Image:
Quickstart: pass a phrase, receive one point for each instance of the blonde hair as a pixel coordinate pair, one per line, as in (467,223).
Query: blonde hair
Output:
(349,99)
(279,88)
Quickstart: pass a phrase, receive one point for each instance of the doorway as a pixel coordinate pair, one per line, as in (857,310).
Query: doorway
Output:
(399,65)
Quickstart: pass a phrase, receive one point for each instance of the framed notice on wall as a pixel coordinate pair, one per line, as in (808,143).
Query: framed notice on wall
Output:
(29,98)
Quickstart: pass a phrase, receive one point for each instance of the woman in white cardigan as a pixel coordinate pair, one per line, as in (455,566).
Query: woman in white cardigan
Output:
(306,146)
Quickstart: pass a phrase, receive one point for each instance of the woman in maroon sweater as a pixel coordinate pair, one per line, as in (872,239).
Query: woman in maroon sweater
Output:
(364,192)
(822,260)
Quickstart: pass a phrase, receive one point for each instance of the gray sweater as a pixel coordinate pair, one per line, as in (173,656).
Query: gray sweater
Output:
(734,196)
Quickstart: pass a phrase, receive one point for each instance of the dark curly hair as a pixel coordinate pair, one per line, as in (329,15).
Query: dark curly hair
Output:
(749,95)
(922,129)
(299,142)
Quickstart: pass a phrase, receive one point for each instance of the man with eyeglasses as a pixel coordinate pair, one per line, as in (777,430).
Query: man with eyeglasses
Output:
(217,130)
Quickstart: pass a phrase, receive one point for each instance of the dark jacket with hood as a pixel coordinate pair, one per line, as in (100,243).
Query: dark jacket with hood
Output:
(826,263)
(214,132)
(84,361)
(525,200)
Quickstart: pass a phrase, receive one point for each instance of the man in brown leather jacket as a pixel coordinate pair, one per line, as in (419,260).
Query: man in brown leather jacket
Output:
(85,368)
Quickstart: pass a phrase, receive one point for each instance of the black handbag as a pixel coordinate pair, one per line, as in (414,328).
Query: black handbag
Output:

Problem statement:
Nothing but the lines from the one with "as in (455,566)." through the last line should be repeated, each exactly as it stands.

Response to the task:
Quickstart: pass a phrase, receive one point for each instance of the woman in white cardigan as a pixel coordinate pair, one per line, as in (455,566).
Query: woman in white cardigan
Output:
(306,146)
Quickstart: pass a phrase, receive one point for each instance of the woman in maroon sweater as a pixel coordinate pair, one per line, as in (872,239).
Query: woman in maroon sweater
Output:
(364,192)
(822,260)
Quickstart: pass a phrase, receive one point for each instance of the gray sweater as a pixel coordinate pair, one per line, as in (173,656).
Query: gray sweater
Output:
(734,196)
Quickstart: pass a phrase, receive one point for each instance of the dark curly hair as a pixel coordinate pair, one per line, as in (329,15).
Query: dark curly hair
Output:
(749,95)
(922,129)
(299,142)
Quickstart: pass a phrase, receive one point for each instance of the man with eyeglasses as a pixel coordinate pair, one per line, as in (777,430).
Query: man with eyeglasses
Output:
(217,130)
Quickstart: pass a phrase, receive one point for each instance of the dark jacket with hood as a pixel coordinate pair, one per line, as in (100,243).
Query: dark jacket with hood
Output:
(826,263)
(214,132)
(84,361)
(525,200)
Quickstart: pass a phrase, receive one point for each instance of the man in brown leather jacket as a pixel coordinate pair, one per line, as in (419,260).
Query: man in brown leather jacket
Output:
(85,368)
Quickstart: pass a phrase, receive one point for each instance of the black handbag as a pixel coordinate pair, one per line, as in (414,328).
Query: black handbag
Output:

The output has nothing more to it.